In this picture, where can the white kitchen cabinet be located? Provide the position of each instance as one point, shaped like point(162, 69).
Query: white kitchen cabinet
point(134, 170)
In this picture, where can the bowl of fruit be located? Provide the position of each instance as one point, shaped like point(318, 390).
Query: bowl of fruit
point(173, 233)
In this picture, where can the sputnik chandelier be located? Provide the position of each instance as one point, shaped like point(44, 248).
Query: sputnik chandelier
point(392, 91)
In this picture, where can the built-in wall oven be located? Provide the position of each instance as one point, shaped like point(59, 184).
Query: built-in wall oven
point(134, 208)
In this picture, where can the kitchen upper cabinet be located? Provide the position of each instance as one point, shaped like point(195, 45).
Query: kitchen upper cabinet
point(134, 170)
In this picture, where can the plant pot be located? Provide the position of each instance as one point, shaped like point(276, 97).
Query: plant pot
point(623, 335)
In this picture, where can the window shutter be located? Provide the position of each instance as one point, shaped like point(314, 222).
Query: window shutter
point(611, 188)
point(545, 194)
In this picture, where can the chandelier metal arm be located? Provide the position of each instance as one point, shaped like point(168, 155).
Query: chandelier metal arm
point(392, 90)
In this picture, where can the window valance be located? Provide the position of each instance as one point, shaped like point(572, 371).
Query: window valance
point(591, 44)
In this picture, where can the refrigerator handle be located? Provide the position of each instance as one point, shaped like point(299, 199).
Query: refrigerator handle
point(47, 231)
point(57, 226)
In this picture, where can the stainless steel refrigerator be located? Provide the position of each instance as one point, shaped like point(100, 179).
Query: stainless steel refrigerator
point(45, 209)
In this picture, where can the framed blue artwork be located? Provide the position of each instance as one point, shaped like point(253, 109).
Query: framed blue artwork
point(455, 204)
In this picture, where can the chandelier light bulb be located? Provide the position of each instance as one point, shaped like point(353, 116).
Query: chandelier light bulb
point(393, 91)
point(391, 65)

-.-.-

What is expected:
A word-for-word copy of the material is required.

Reply to the task:
In this picture, where can the white kitchen cabinet be located? Provide the position of each instance as one point, shaped like point(162, 69).
Query: white kitchen cabinet
point(134, 170)
In this picture, where can the bowl of fruit be located? Provide the position of each instance as one point, shaped like point(318, 390).
Query: bowl of fruit
point(173, 233)
In this picture, where can the sputnik chandelier be located? Provide the position of each instance as one point, shaped like point(44, 248).
Query: sputnik chandelier
point(392, 91)
In this picture, where can the built-in wall oven be located? Provide the position of each instance as one point, shaped like point(59, 184).
Query: built-in wall oven
point(134, 208)
In this picture, where can the kitchen upper cabinet be located? Provide the position of each instance as one point, shaped like point(195, 45).
Query: kitchen upper cabinet
point(134, 170)
In this picture, where can the plant pot be located? Provide the position of each instance as one point, shaped like point(276, 97).
Query: plant pot
point(623, 335)
In this picture, where can the window shutter be located? Provide the position of each instance as one point, shaped like point(314, 222).
Query: window shutter
point(611, 188)
point(545, 194)
In this picture, where can the chandelier metal arm be located? Provide the position of each instance as one point, shaped like point(168, 155).
Query: chandelier metal arm
point(392, 90)
In this picture, where can the window valance be located? Provide the position of each instance as one point, shaped like point(572, 371).
Query: window valance
point(591, 44)
In this picture, where can the refrigerator handle be located? Provide the position of each instance as one point, shaped like point(299, 199).
Query: refrigerator handle
point(47, 231)
point(57, 226)
In this picture, where can the stainless steel refrigerator be located? Provide the position of each instance as one point, shaped like point(100, 179).
Query: stainless steel refrigerator
point(45, 209)
In this picture, where can the framed blue artwork be located? Provide the position of each instance as one point, shaped like point(253, 109).
Query: framed blue artwork
point(455, 204)
In this picture, where can the chandelier light bulb be located? Provide the position of each instance as one point, shaped like point(353, 116).
Query: chandelier light bulb
point(393, 91)
point(391, 65)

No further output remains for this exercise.